### INSTRUKCJE DO ZADAŃ
**A)** Wymień wszystkie czynności, które według tekstu o słoiczkach dla niemowlęcia nierzadko trzeba wykonywać wieczorem.
**B)** Kontynuuj tekst o domowych słoiczkach dla niemowlęcia, zaczynając od miejsca, w którym się kończy.

### PODANY TEKST
++++++

Szymon skończył już trzy miesiące. Nieubłaganie zbliża się czas, kiedy będziemy rozszerzać mu dietę. Jednak kiedy chodzę między półkami sklepowymi i widzę ceny…
Przynajmniej nie mogę się przyczepić do składu (nie to co z pseudo – herbatkami). A gdy jeszcze dodatkowo w sieci roi się od przepisów na “słoiczki”… to i w końcu ja zamierzam znaleźć trochę czasu i zrobić Szymkowi słoiczki. Jakieś jabłko, czy marchewkę. W sumie to nie wiem jeszcze dokładnie jak to ogarnę, ale startuję w poniedziałek, gdy od taty przywiozę jabłka. Mogę mieć problem, bo moja organizacja jest o kompostownik trzasnął. Często ledwo co udaje mi się zrobić w domu, albo wydziergać łapki. Ostatnio z pośpiechu wyszła mi jedna dłuższa a druga krótsza! Na prawdę nie wiem jakim cudem… Nie rzadko muszę gotować, sprzątać lub dziergać wieczorem. Chyba już nawet trochę do tego przywykłam. W każdym razie: do rzeczy robionych w pośpiechy niedługo dołączą słoiczki. Mam przynajmniej taką nadzieję. Swoją drogą… podziwiam mamy, które mają do ogarnięcia nie tylko trzymiesięczne dziecię, ale i starsze – na przykład dwu – trzy letnie…
Ja szczerze nienawidzę gotować 😉 i Młody przez 8 miesięcy jadł słoiki Hippa. Kiedy skończył rok przestawił się na nasze normalne jedzenie. Po słoikach nigdy nie miał żadnej alergii, problemów w brzuchem, nic. Rósł ładnie i wszystko mu smakowało. Pozdrawiam!

++++++

### SUROWE DANE
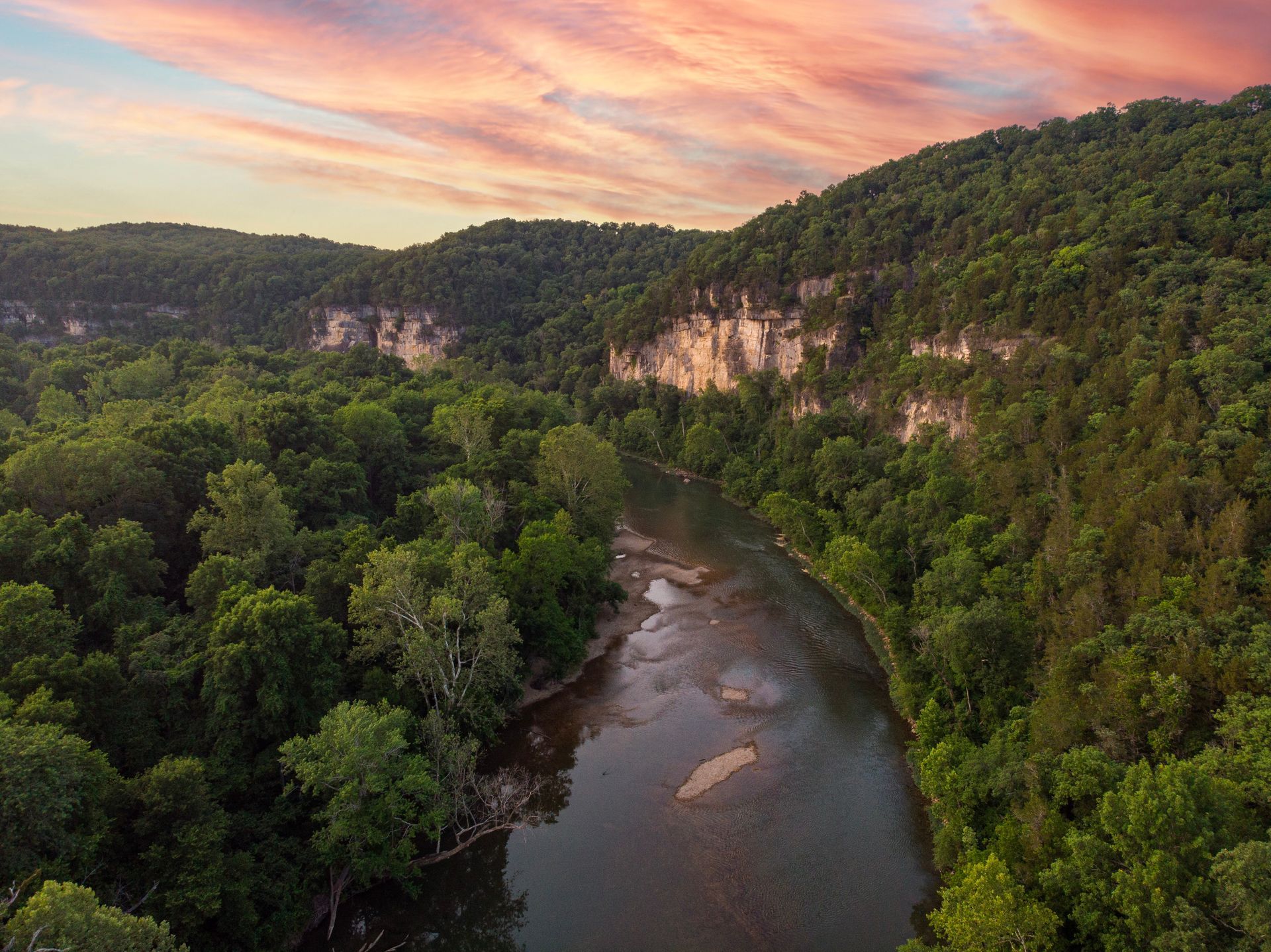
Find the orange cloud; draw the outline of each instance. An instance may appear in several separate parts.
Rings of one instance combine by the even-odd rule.
[[[18,0],[305,107],[64,97],[273,179],[491,214],[730,225],[924,145],[1271,78],[1261,0]],[[0,104],[5,102],[0,88]],[[330,118],[330,128],[322,117]],[[350,130],[361,130],[351,132]]]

++++++

### ODPOWIEDZI
**A)** Gotowanie, sprzątanie i dzierganie.

**B)**
Raczej nie kupuję warzyw i owoców w supermarketach. Wolę skoczyć na rynek. Marketowe warzywa i owoce nie są dobre 😐
myślę, że podzielę Twoje zdanie gdy już tego doświadczę 😉
A dziękuję 🙂
No właśnie jak to jest z robieniem słoiczków? Pytałam położnej środowiskowej i powiedziała, że jeśli znamy źródło z jakiego pochodzą warzywa i owoce to możemy sami robić, ale lepiej nie robić z warzyw kupowanych w supermarkecie. Poleciła mi słoiczki HIPP.
o wow Paulina, ale cudne te Twoje mitenki 🙂
ja podziwiam mamy bliźniaków, trojaczków i więcej raczków 🙂 a i Ciebie też, że na takie cuda znajdujesz czas 🙂
o ja też podziwiam zdecydowanie. Też mam zamiar sama przygotowywać takowe słoiczki bo faktycznie ceny nie zachwycają.
Gotowanie dla dziecka nie jest straszne. Wręcz łatwe i przyjemne:)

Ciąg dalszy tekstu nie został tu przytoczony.